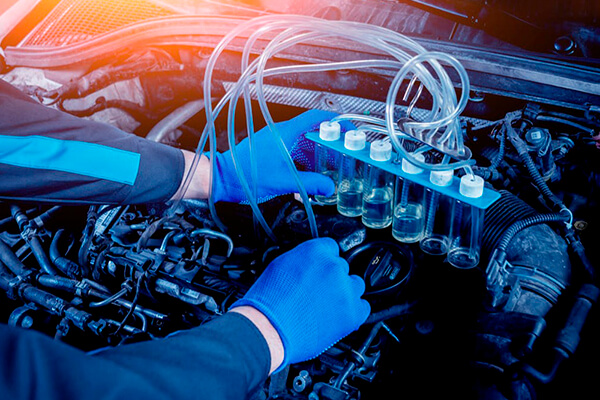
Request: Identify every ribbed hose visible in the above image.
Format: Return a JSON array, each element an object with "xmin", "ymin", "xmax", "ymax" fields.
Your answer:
[
  {"xmin": 497, "ymin": 213, "xmax": 570, "ymax": 253},
  {"xmin": 481, "ymin": 190, "xmax": 536, "ymax": 255}
]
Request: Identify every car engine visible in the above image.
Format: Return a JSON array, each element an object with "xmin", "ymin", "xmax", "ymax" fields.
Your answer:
[{"xmin": 0, "ymin": 0, "xmax": 600, "ymax": 400}]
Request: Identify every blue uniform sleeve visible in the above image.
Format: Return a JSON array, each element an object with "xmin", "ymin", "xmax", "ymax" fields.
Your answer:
[
  {"xmin": 0, "ymin": 80, "xmax": 185, "ymax": 204},
  {"xmin": 0, "ymin": 313, "xmax": 271, "ymax": 400}
]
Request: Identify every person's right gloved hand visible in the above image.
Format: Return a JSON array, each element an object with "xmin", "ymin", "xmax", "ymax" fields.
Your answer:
[
  {"xmin": 207, "ymin": 110, "xmax": 355, "ymax": 203},
  {"xmin": 232, "ymin": 238, "xmax": 371, "ymax": 370}
]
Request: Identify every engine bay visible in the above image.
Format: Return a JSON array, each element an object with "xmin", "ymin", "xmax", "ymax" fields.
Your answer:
[{"xmin": 0, "ymin": 1, "xmax": 600, "ymax": 400}]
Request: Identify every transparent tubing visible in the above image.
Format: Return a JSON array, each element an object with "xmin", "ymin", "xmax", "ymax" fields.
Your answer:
[
  {"xmin": 228, "ymin": 60, "xmax": 414, "ymax": 237},
  {"xmin": 173, "ymin": 16, "xmax": 474, "ymax": 241},
  {"xmin": 228, "ymin": 26, "xmax": 418, "ymax": 237},
  {"xmin": 386, "ymin": 53, "xmax": 470, "ymax": 161},
  {"xmin": 214, "ymin": 56, "xmax": 432, "ymax": 239},
  {"xmin": 250, "ymin": 29, "xmax": 446, "ymax": 228}
]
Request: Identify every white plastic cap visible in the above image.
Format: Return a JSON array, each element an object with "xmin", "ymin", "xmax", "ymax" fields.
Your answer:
[
  {"xmin": 371, "ymin": 140, "xmax": 392, "ymax": 161},
  {"xmin": 344, "ymin": 131, "xmax": 367, "ymax": 151},
  {"xmin": 402, "ymin": 153, "xmax": 425, "ymax": 175},
  {"xmin": 319, "ymin": 121, "xmax": 342, "ymax": 142},
  {"xmin": 460, "ymin": 175, "xmax": 484, "ymax": 199},
  {"xmin": 429, "ymin": 169, "xmax": 454, "ymax": 186}
]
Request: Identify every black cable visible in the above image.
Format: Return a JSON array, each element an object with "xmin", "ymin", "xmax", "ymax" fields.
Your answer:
[
  {"xmin": 0, "ymin": 239, "xmax": 30, "ymax": 276},
  {"xmin": 535, "ymin": 115, "xmax": 595, "ymax": 136},
  {"xmin": 50, "ymin": 229, "xmax": 87, "ymax": 279},
  {"xmin": 114, "ymin": 272, "xmax": 146, "ymax": 335}
]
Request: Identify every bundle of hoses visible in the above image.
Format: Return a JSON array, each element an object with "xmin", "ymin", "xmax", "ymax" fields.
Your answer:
[{"xmin": 176, "ymin": 15, "xmax": 471, "ymax": 240}]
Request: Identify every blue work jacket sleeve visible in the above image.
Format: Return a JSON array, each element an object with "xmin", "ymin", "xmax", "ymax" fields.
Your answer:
[
  {"xmin": 0, "ymin": 313, "xmax": 271, "ymax": 400},
  {"xmin": 0, "ymin": 79, "xmax": 185, "ymax": 204}
]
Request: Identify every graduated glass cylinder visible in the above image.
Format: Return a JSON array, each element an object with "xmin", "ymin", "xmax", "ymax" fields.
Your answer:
[
  {"xmin": 315, "ymin": 121, "xmax": 342, "ymax": 204},
  {"xmin": 392, "ymin": 177, "xmax": 425, "ymax": 243},
  {"xmin": 419, "ymin": 170, "xmax": 454, "ymax": 256},
  {"xmin": 447, "ymin": 200, "xmax": 485, "ymax": 269},
  {"xmin": 419, "ymin": 189, "xmax": 454, "ymax": 256},
  {"xmin": 337, "ymin": 154, "xmax": 364, "ymax": 217},
  {"xmin": 362, "ymin": 164, "xmax": 394, "ymax": 229}
]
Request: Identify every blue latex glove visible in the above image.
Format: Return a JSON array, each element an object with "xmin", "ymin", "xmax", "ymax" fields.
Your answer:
[
  {"xmin": 213, "ymin": 110, "xmax": 353, "ymax": 203},
  {"xmin": 233, "ymin": 238, "xmax": 371, "ymax": 370}
]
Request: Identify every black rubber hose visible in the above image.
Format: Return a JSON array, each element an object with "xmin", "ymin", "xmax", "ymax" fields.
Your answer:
[
  {"xmin": 481, "ymin": 190, "xmax": 537, "ymax": 255},
  {"xmin": 535, "ymin": 115, "xmax": 595, "ymax": 136},
  {"xmin": 365, "ymin": 303, "xmax": 414, "ymax": 324},
  {"xmin": 77, "ymin": 206, "xmax": 98, "ymax": 265},
  {"xmin": 37, "ymin": 274, "xmax": 79, "ymax": 294},
  {"xmin": 497, "ymin": 213, "xmax": 570, "ymax": 260},
  {"xmin": 0, "ymin": 240, "xmax": 29, "ymax": 276},
  {"xmin": 505, "ymin": 122, "xmax": 566, "ymax": 211},
  {"xmin": 32, "ymin": 206, "xmax": 62, "ymax": 228},
  {"xmin": 28, "ymin": 236, "xmax": 58, "ymax": 275},
  {"xmin": 488, "ymin": 125, "xmax": 506, "ymax": 170},
  {"xmin": 50, "ymin": 229, "xmax": 87, "ymax": 279},
  {"xmin": 10, "ymin": 205, "xmax": 58, "ymax": 275}
]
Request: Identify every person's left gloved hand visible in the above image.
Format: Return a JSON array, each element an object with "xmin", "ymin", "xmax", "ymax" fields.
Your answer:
[
  {"xmin": 232, "ymin": 238, "xmax": 371, "ymax": 370},
  {"xmin": 213, "ymin": 110, "xmax": 353, "ymax": 203}
]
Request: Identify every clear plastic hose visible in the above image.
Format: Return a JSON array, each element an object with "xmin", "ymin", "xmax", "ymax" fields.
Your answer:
[{"xmin": 172, "ymin": 15, "xmax": 472, "ymax": 240}]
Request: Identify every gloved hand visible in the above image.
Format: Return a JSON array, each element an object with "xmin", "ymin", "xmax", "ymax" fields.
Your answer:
[
  {"xmin": 232, "ymin": 238, "xmax": 371, "ymax": 370},
  {"xmin": 213, "ymin": 110, "xmax": 353, "ymax": 203}
]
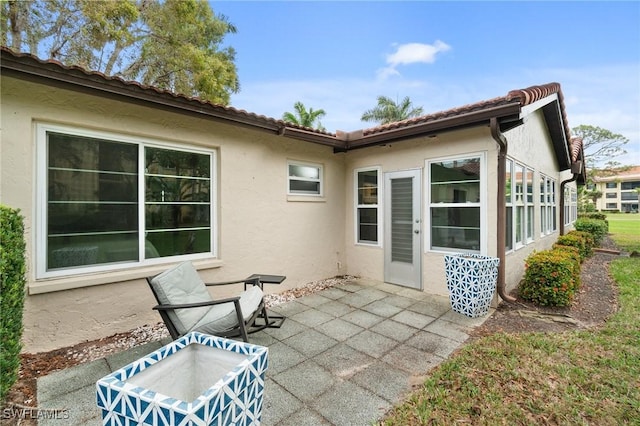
----------
Rewrite all of the lines above as a numbered list, skipping any blank lines and leaving the pictures out of your answer.

1. Request: Identify every ribbed hose visible in the above image.
2. Format: Return a JSON array, each element an object with "xmin", "ymin", "xmax", "ymax" fields.
3. Your answer:
4. [
5.   {"xmin": 497, "ymin": 213, "xmax": 570, "ymax": 253},
6.   {"xmin": 481, "ymin": 190, "xmax": 536, "ymax": 255}
7. ]
8. Request: Identify every car engine visible in the above image.
9. Format: Return a JSON array, each element an object with "xmin", "ymin", "xmax", "ymax" fields.
10. Your answer:
11. [{"xmin": 0, "ymin": 0, "xmax": 600, "ymax": 400}]
12. Request: Identify every blue uniform sleeve visible in the above image.
13. Format: Return a JSON array, each element an object with "xmin", "ymin", "xmax", "ymax" fields.
14. Your answer:
15. [
16.   {"xmin": 0, "ymin": 80, "xmax": 185, "ymax": 204},
17.   {"xmin": 0, "ymin": 313, "xmax": 271, "ymax": 400}
18. ]
19. Request: Identify every person's right gloved hand visible in the above image.
20. Format: Return a JSON array, each element an object with "xmin", "ymin", "xmax", "ymax" fields.
21. Your answer:
22. [
23.   {"xmin": 207, "ymin": 110, "xmax": 355, "ymax": 203},
24.   {"xmin": 232, "ymin": 238, "xmax": 371, "ymax": 370}
25. ]
26. Request: Identify every engine bay visible in the above image.
27. Format: Return a JSON array, each element an object with "xmin", "ymin", "xmax", "ymax" fields.
28. Your answer:
29. [{"xmin": 0, "ymin": 1, "xmax": 600, "ymax": 400}]
30. Request: Identify every transparent tubing visible in the above image.
31. Format: Return a JSON array, each element an object with "xmin", "ymin", "xmax", "ymax" fields.
32. Your answer:
33. [
34.   {"xmin": 228, "ymin": 60, "xmax": 414, "ymax": 237},
35.   {"xmin": 173, "ymin": 16, "xmax": 474, "ymax": 241},
36.   {"xmin": 228, "ymin": 26, "xmax": 418, "ymax": 237},
37.   {"xmin": 386, "ymin": 53, "xmax": 470, "ymax": 161},
38.   {"xmin": 214, "ymin": 56, "xmax": 432, "ymax": 239},
39.   {"xmin": 250, "ymin": 29, "xmax": 446, "ymax": 228}
40. ]
41. Request: Identify every white plastic cap visible in the above image.
42. Format: Return a JSON array, each element an object with "xmin", "ymin", "xmax", "ymax" fields.
43. Your answer:
44. [
45.   {"xmin": 371, "ymin": 140, "xmax": 392, "ymax": 161},
46.   {"xmin": 344, "ymin": 131, "xmax": 367, "ymax": 151},
47.   {"xmin": 402, "ymin": 153, "xmax": 425, "ymax": 175},
48.   {"xmin": 319, "ymin": 121, "xmax": 342, "ymax": 142},
49.   {"xmin": 460, "ymin": 175, "xmax": 484, "ymax": 199},
50.   {"xmin": 429, "ymin": 169, "xmax": 454, "ymax": 186}
51. ]
52. Request: Identify every black cable visible in the above image.
53. Format: Return a JSON array, each element an object with "xmin", "ymin", "xmax", "ymax" fields.
54. Your answer:
55. [
56.   {"xmin": 0, "ymin": 239, "xmax": 30, "ymax": 276},
57.   {"xmin": 535, "ymin": 115, "xmax": 595, "ymax": 136},
58.   {"xmin": 50, "ymin": 229, "xmax": 87, "ymax": 279},
59.   {"xmin": 114, "ymin": 272, "xmax": 146, "ymax": 335}
60. ]
61. Request: Identify every bundle of hoses visible in the above image.
62. Format: Return a JSON array, each element an object with "xmin", "ymin", "xmax", "ymax" fields.
63. Your answer:
64. [{"xmin": 176, "ymin": 15, "xmax": 471, "ymax": 240}]
65. Request: Identify every blue work jacket sleeve visible in the above image.
66. Format: Return a JSON array, each element an object with "xmin", "ymin", "xmax", "ymax" fields.
67. Your answer:
68. [
69.   {"xmin": 0, "ymin": 313, "xmax": 271, "ymax": 400},
70.   {"xmin": 0, "ymin": 79, "xmax": 185, "ymax": 204}
71. ]
72. Request: Identify every graduated glass cylinder visible in the above image.
73. Format: Return a JSON array, each element an object with "xmin", "ymin", "xmax", "ymax" fields.
74. Your answer:
75. [
76.   {"xmin": 315, "ymin": 121, "xmax": 342, "ymax": 204},
77.   {"xmin": 392, "ymin": 177, "xmax": 425, "ymax": 243},
78.   {"xmin": 419, "ymin": 170, "xmax": 454, "ymax": 256},
79.   {"xmin": 447, "ymin": 200, "xmax": 485, "ymax": 269},
80.   {"xmin": 419, "ymin": 189, "xmax": 454, "ymax": 256},
81.   {"xmin": 337, "ymin": 154, "xmax": 364, "ymax": 217},
82.   {"xmin": 362, "ymin": 164, "xmax": 394, "ymax": 229}
83. ]
84. Request: Identify every blue latex glove visible in the above image.
85. Format: Return a JSON array, each element an object with "xmin", "ymin", "xmax", "ymax" fields.
86. Your answer:
87. [
88.   {"xmin": 213, "ymin": 110, "xmax": 353, "ymax": 203},
89.   {"xmin": 233, "ymin": 238, "xmax": 371, "ymax": 370}
90. ]
91. Request: Identify every black rubber hose visible in the above image.
92. Format: Return a JSON array, each element an object with "xmin", "ymin", "xmax", "ymax" fields.
93. Your answer:
94. [
95.   {"xmin": 481, "ymin": 190, "xmax": 537, "ymax": 255},
96.   {"xmin": 535, "ymin": 115, "xmax": 595, "ymax": 136},
97.   {"xmin": 365, "ymin": 303, "xmax": 414, "ymax": 324},
98.   {"xmin": 77, "ymin": 206, "xmax": 98, "ymax": 265},
99.   {"xmin": 37, "ymin": 274, "xmax": 79, "ymax": 294},
100.   {"xmin": 497, "ymin": 213, "xmax": 570, "ymax": 260},
101.   {"xmin": 0, "ymin": 240, "xmax": 29, "ymax": 276},
102.   {"xmin": 505, "ymin": 122, "xmax": 566, "ymax": 211},
103.   {"xmin": 32, "ymin": 206, "xmax": 62, "ymax": 228},
104.   {"xmin": 28, "ymin": 236, "xmax": 58, "ymax": 275},
105.   {"xmin": 488, "ymin": 125, "xmax": 506, "ymax": 170},
106.   {"xmin": 50, "ymin": 229, "xmax": 87, "ymax": 279},
107.   {"xmin": 10, "ymin": 205, "xmax": 58, "ymax": 275}
108. ]
109. Request: Identify every person's left gloved hand visible in the above image.
110. Format: Return a JSON array, each element an object with "xmin", "ymin", "xmax", "ymax" fields.
111. Your answer:
112. [
113.   {"xmin": 232, "ymin": 238, "xmax": 371, "ymax": 370},
114.   {"xmin": 213, "ymin": 110, "xmax": 353, "ymax": 203}
115. ]
116. Request: Identify every clear plastic hose visible in the above image.
117. Format: Return a JSON array, each element an object with "xmin", "ymin", "xmax", "ymax" fields.
118. Your answer:
119. [{"xmin": 172, "ymin": 15, "xmax": 472, "ymax": 240}]
120. Request: Identify every gloved hand visible in the above image.
121. Format: Return a JSON array, each element an object with "xmin", "ymin", "xmax", "ymax" fields.
122. Your answer:
123. [
124.   {"xmin": 232, "ymin": 238, "xmax": 371, "ymax": 370},
125.   {"xmin": 213, "ymin": 110, "xmax": 353, "ymax": 203}
126. ]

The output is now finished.